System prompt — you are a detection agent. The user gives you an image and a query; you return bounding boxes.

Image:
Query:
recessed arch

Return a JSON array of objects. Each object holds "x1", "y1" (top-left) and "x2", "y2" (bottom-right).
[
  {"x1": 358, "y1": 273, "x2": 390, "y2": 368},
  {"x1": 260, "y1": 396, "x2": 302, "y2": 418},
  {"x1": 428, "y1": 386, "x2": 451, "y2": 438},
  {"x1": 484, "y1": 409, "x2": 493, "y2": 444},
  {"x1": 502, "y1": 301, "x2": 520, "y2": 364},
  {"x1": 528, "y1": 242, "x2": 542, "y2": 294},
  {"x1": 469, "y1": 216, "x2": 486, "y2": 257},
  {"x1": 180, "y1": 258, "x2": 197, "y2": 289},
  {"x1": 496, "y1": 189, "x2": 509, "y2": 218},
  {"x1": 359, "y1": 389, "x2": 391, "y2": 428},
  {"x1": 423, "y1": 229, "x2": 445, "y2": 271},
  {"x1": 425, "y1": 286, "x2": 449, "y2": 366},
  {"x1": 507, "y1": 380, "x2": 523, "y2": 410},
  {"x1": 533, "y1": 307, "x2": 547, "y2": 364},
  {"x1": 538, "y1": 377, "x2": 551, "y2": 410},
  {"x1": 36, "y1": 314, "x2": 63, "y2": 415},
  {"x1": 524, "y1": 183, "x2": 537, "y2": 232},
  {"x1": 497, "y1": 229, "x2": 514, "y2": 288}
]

**Try it:** The answer should reproduce all of the data without any alteration.

**Solved exercise:**
System prompt — you are a detection agent. The user gives you an image and a query; you return bounding boxes.

Image:
Query:
recessed arch

Return a JSON array of objects. Each object holds "x1", "y1" (top-left) and "x2", "y2" (bottom-right).
[
  {"x1": 358, "y1": 273, "x2": 390, "y2": 368},
  {"x1": 260, "y1": 396, "x2": 302, "y2": 418},
  {"x1": 428, "y1": 386, "x2": 451, "y2": 438},
  {"x1": 484, "y1": 409, "x2": 493, "y2": 444},
  {"x1": 502, "y1": 301, "x2": 520, "y2": 364},
  {"x1": 528, "y1": 242, "x2": 542, "y2": 294},
  {"x1": 469, "y1": 216, "x2": 486, "y2": 257},
  {"x1": 180, "y1": 258, "x2": 197, "y2": 289},
  {"x1": 496, "y1": 189, "x2": 509, "y2": 218},
  {"x1": 359, "y1": 389, "x2": 391, "y2": 428},
  {"x1": 423, "y1": 229, "x2": 445, "y2": 271},
  {"x1": 425, "y1": 286, "x2": 449, "y2": 366},
  {"x1": 507, "y1": 380, "x2": 523, "y2": 410},
  {"x1": 533, "y1": 307, "x2": 547, "y2": 364},
  {"x1": 538, "y1": 377, "x2": 551, "y2": 410},
  {"x1": 36, "y1": 314, "x2": 63, "y2": 415},
  {"x1": 524, "y1": 183, "x2": 537, "y2": 232},
  {"x1": 497, "y1": 229, "x2": 514, "y2": 288}
]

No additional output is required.